Aim —
Answer these questions from the Debezium post below:
1. Which connector is the author's experience based on?
2. What is the default topic where Kafka Connect records connector positions and offsets?
3. After a graceful stop, where do restarted connectors resume recording events?

Debezium- Production Deployment Preparation
If you are working on Debezium and plans to move it to production, I will suggest you go through this self-explanatory post. It's all based on my experience with MySQL Connector.
Notes:
- To make things understandable, I have exploded the Debezium event payload and extracted before, after, op, ts_ms, source(with only a few fields that I am interested in)
- I have used docker to set up my local environment
MySQL Binlog Files
MySQL has a binary log (binlog) that records all operations in the order in which they are committed to the database. This includes changes to table schemas and the data within tables. The Debezium MySQL connector reads the binlog and produces change events.
Offset Management
The Kafka Connect service is configured to periodically record the position and offsets of each connector to a topic, by default it is “my_connect_offsets”.
Command to get the offset using kafkacat:
kafkacat -b localhost:29092 -C -t my_connect_offsets -f 'Partition(%p) %k %s\n'
Offset looks like:
UseCase: When connect is not available
Stopped gracefully
- All positions and offsets will be recorded in Kafka.
- When those connectors are restarted, they will continue recording events exactly where they left off, with no duplicate events being recorded.
- Downstream applications consume from the topics will simply wait until new events are added.

Dataset extract —
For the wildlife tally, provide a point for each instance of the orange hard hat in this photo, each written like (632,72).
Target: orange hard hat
---
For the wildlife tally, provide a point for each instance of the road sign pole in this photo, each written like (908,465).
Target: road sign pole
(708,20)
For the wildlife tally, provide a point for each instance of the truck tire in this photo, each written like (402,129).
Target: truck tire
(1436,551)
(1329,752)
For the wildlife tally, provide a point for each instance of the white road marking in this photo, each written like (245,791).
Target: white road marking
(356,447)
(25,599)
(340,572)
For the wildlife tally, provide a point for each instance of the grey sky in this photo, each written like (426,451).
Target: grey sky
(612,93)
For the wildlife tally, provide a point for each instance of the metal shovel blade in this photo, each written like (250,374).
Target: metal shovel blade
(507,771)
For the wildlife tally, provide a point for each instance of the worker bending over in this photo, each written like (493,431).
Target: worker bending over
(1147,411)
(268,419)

Solution —
1. The MySQL Connector.
2. "my_connect_offsets".
3. Exactly where they left off, with no duplicate events recorded.